*** The records ***
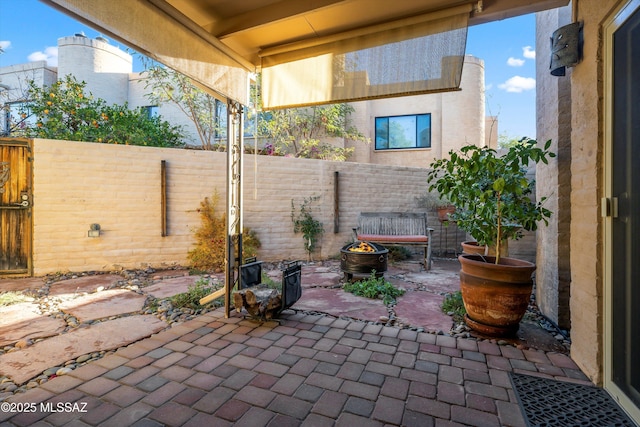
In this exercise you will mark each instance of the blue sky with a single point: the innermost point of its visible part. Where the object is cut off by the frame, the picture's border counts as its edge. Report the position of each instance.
(30, 31)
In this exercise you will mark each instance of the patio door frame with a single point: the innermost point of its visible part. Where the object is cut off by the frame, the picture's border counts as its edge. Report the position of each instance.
(610, 26)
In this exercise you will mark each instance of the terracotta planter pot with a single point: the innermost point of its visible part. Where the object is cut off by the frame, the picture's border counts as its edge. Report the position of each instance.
*** End of The records ***
#### Exercise prompt
Only the text of the entries belongs in the answer, copied exactly; the pictures stay out.

#### Exercise answer
In this exercise you will mark each instance of the blue sky with a single point: the innermost point of its visible part. Where the object is cut off by the frame, the picture's border counts as its edge. Report the position of each instance.
(30, 31)
In this exercise you will mark each instance of the patio door frame with a single point: the innermost point of its visible part. Where the object is cut off by the frame, the picture's border counts as its edge. Report the position of each instance.
(610, 26)
In this exercise you will mark each instance of the terracotta planter pot with a single point: the innermost point of its visible part. Where the object is cut off by the frame, the picture's border counts as its edge. Report the position of each instance.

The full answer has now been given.